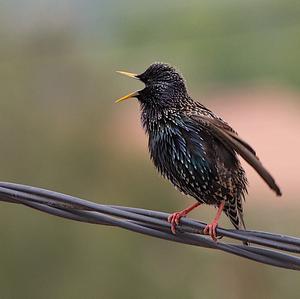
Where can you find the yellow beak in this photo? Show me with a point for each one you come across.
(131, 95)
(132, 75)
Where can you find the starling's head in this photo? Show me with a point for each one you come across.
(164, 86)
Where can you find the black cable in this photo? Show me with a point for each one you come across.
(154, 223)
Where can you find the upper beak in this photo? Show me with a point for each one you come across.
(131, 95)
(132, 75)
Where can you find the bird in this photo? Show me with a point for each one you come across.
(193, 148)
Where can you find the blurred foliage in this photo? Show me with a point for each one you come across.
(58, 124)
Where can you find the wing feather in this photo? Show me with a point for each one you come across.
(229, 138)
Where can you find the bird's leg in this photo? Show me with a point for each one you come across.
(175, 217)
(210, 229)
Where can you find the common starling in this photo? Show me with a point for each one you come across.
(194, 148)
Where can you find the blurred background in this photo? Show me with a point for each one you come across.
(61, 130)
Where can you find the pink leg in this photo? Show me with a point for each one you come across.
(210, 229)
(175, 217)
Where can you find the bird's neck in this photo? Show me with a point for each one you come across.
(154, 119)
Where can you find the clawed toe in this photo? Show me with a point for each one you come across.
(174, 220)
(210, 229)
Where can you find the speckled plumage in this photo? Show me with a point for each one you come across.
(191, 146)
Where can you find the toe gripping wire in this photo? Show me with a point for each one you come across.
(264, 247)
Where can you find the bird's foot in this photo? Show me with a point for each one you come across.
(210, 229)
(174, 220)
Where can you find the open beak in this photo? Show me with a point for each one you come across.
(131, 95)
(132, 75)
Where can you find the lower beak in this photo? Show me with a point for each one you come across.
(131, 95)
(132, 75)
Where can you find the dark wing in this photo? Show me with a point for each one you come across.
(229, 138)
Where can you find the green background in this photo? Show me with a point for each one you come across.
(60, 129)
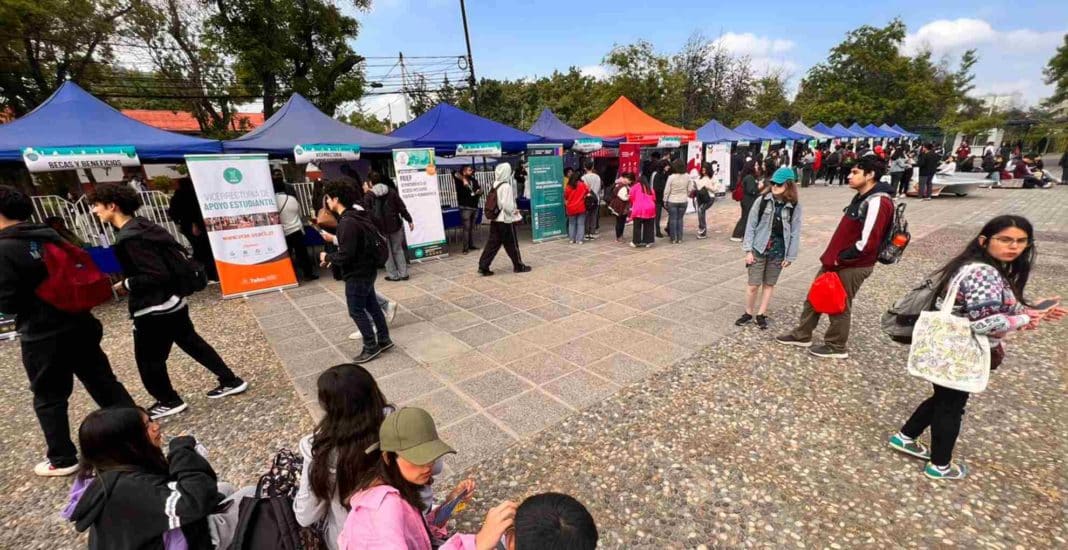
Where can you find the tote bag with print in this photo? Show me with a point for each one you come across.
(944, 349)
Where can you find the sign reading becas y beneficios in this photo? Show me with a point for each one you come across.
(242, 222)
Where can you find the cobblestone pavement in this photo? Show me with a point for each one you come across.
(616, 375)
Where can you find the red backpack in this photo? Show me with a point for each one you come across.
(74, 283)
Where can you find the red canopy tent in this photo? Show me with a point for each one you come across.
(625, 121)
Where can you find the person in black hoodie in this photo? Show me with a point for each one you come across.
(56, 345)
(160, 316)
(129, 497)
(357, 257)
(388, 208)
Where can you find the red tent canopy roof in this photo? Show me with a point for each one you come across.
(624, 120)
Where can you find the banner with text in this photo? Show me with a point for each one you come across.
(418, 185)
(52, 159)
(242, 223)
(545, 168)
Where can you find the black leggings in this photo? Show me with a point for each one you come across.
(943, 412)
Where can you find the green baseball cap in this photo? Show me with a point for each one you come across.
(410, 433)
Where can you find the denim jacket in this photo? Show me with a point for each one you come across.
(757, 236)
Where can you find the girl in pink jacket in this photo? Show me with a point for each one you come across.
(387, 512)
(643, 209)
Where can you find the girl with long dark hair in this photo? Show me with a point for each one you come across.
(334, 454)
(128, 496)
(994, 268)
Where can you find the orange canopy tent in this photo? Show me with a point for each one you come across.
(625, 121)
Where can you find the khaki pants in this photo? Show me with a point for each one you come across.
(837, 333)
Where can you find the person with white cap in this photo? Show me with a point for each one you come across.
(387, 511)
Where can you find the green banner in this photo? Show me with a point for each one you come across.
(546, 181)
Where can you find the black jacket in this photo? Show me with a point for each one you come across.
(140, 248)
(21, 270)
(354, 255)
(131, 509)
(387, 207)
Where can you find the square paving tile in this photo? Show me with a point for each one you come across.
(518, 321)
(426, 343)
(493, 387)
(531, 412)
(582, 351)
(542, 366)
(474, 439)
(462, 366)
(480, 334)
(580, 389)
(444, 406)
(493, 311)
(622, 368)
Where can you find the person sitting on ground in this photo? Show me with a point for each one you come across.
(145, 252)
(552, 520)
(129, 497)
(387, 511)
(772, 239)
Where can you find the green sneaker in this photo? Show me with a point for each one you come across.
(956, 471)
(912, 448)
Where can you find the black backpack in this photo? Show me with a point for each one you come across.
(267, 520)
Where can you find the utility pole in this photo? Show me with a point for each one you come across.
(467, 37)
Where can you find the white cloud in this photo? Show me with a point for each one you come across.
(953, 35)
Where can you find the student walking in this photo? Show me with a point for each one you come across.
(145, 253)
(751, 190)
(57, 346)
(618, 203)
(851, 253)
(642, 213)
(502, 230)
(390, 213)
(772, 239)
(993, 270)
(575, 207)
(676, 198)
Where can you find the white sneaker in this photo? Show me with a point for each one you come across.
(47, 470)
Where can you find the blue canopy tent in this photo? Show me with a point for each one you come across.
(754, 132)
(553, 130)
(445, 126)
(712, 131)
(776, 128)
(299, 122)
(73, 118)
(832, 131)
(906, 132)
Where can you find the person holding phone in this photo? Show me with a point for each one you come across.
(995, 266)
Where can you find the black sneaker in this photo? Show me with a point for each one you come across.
* * *
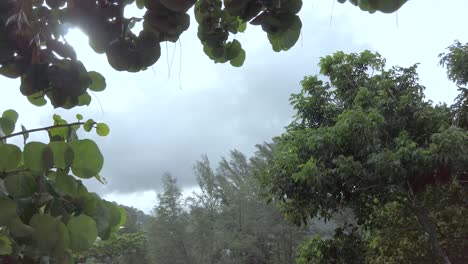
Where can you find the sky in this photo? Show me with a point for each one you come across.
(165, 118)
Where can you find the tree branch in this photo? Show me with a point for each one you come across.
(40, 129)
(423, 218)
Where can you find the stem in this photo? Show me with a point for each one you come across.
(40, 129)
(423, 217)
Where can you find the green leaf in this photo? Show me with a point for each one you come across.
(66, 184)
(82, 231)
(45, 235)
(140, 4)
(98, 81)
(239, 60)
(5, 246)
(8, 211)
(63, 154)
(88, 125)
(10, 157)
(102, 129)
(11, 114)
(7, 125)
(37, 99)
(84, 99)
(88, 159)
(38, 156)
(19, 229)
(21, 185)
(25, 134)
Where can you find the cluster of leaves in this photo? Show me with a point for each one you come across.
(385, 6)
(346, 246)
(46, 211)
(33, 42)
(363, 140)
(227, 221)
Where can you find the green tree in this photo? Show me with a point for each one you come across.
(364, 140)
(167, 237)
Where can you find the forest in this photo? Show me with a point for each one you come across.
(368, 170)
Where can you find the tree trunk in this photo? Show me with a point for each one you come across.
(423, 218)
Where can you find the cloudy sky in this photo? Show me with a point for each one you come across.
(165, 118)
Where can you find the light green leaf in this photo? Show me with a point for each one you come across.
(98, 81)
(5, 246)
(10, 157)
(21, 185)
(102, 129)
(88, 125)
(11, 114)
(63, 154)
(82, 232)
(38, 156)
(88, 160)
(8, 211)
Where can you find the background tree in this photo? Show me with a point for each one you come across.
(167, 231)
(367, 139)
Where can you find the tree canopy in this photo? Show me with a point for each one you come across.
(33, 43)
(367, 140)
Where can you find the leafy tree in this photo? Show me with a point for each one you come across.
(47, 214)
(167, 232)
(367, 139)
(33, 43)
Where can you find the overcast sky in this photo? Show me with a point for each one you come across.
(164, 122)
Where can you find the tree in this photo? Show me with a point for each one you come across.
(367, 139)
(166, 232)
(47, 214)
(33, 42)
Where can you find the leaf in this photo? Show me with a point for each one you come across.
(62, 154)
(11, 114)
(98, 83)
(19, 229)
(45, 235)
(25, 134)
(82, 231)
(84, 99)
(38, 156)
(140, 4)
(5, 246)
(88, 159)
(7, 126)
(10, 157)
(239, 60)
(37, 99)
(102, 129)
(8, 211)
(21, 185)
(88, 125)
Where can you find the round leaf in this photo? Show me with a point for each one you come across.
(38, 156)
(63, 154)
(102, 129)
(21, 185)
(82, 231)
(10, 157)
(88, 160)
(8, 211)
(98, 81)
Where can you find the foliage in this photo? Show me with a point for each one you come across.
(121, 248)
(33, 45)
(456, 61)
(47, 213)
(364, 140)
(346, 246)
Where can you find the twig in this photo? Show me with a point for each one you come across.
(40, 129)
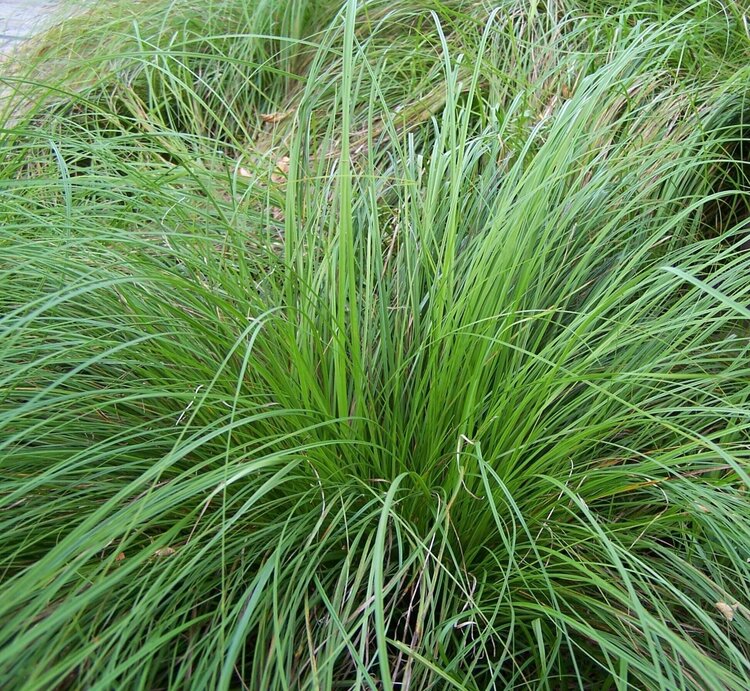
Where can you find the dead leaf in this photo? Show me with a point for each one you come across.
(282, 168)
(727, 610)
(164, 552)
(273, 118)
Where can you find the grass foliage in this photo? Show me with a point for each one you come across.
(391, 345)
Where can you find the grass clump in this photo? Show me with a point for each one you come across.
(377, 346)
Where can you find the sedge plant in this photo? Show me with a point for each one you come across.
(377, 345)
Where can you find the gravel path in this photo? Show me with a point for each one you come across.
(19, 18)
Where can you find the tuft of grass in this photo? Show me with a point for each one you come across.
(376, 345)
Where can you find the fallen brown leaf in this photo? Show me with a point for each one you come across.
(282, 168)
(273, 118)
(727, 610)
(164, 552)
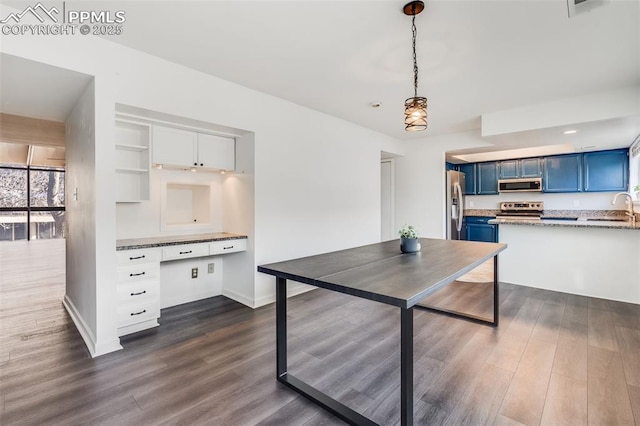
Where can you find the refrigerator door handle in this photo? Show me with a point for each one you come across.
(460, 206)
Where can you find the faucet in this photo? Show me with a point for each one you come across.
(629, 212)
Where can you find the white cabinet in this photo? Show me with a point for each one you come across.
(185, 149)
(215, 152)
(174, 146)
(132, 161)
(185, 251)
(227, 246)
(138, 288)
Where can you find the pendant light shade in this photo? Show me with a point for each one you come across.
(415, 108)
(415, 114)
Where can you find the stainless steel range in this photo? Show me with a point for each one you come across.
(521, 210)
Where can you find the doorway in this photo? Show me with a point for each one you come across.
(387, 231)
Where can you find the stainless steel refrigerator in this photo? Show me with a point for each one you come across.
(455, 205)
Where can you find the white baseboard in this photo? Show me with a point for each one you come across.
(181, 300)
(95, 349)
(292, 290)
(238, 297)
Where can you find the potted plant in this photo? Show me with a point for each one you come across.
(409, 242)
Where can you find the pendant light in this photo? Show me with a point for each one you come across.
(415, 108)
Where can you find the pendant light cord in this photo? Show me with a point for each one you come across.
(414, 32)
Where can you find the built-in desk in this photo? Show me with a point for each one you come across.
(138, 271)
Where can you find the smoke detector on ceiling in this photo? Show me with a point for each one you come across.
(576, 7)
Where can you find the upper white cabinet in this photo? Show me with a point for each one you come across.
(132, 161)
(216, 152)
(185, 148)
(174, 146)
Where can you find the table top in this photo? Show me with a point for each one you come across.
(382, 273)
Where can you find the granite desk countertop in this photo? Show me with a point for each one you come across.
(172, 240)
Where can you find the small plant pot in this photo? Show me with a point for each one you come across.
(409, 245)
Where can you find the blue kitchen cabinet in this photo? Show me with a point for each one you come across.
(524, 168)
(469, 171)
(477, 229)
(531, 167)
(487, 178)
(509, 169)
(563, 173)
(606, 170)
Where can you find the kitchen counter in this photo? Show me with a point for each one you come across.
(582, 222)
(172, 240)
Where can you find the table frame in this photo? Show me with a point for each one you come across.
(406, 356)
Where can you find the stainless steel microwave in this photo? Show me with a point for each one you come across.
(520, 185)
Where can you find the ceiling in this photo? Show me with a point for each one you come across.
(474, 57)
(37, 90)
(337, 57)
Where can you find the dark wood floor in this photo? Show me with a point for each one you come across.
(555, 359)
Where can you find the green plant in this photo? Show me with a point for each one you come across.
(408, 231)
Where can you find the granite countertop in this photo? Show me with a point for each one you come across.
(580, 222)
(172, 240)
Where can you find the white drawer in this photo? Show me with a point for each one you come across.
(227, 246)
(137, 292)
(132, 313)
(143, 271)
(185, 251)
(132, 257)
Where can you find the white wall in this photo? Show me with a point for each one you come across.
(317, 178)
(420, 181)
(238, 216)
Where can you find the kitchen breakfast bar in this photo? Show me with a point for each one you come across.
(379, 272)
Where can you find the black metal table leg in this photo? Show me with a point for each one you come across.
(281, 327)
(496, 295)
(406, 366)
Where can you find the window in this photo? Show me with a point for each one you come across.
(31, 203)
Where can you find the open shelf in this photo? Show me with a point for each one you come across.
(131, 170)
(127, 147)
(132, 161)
* * *
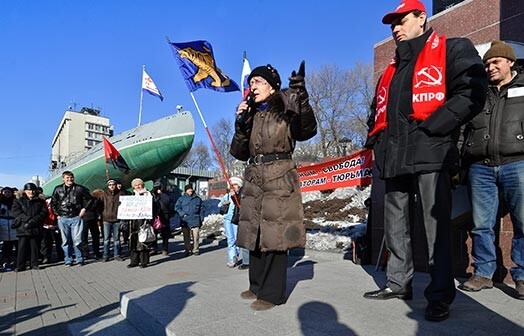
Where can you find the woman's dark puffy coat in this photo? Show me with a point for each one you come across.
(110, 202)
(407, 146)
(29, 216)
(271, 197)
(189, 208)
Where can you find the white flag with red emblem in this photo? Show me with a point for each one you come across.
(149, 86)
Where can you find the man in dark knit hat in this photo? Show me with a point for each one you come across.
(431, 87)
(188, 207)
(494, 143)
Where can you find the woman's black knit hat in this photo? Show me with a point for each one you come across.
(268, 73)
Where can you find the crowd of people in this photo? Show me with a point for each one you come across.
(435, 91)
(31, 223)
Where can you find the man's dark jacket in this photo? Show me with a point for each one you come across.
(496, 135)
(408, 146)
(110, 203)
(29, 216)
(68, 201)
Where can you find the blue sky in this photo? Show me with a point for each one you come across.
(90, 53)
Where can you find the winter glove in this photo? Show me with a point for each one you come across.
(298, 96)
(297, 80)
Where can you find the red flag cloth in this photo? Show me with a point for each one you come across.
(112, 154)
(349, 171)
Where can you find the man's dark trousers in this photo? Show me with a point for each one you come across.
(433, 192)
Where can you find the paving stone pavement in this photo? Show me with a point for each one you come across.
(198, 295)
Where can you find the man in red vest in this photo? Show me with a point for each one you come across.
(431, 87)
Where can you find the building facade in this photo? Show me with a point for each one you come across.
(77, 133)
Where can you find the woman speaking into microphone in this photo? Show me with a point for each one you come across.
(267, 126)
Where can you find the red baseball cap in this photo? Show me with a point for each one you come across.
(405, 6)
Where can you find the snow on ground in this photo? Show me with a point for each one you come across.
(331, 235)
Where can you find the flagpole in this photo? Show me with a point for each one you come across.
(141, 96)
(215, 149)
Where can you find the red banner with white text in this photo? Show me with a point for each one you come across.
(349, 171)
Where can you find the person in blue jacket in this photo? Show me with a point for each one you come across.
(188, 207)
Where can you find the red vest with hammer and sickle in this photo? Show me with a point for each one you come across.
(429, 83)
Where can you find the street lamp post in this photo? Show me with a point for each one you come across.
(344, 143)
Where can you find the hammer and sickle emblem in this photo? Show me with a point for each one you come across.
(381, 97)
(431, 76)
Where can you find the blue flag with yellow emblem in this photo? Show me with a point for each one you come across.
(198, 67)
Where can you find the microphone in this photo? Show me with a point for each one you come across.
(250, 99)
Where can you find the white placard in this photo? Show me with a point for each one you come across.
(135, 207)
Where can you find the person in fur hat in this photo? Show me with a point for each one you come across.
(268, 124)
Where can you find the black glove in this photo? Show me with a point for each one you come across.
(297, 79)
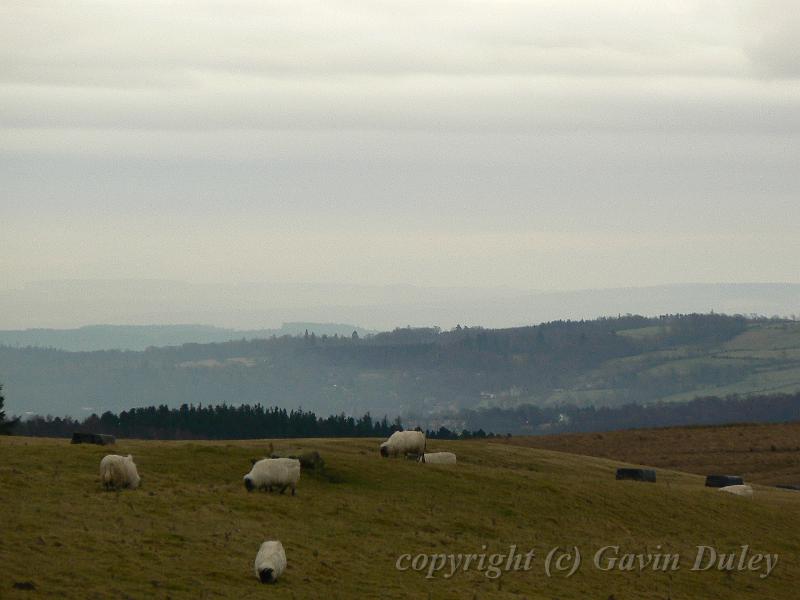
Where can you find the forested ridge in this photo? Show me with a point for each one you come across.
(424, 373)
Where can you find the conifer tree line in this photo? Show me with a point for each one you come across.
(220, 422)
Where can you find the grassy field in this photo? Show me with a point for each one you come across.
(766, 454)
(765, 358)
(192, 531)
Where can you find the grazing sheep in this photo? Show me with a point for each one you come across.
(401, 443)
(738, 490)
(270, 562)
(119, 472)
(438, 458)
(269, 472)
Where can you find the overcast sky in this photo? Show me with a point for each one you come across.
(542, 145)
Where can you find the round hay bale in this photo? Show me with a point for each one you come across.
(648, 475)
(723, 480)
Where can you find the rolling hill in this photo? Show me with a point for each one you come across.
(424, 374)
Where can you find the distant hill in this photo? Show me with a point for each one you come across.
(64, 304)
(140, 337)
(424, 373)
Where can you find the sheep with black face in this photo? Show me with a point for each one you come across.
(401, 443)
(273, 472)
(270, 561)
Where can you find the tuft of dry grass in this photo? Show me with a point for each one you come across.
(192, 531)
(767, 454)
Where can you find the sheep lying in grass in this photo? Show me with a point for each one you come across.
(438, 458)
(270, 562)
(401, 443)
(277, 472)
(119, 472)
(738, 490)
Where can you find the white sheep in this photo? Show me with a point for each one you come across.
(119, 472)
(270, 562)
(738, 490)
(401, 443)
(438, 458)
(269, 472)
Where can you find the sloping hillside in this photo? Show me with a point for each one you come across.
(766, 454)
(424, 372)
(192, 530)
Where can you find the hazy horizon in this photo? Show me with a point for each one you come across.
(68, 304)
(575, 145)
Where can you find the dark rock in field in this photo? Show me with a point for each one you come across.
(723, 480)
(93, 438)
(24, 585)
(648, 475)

● WRITTEN INSTRUCTION: Find every line above that contains the word "knit", and copy each one.

● EXERCISE ANSWER:
Where can you find the man in dark knit hat in this photo? Show me with a point for each one you come across.
Where can you find the woman's black knit hat in this photo? Show me with a point for each one you come across.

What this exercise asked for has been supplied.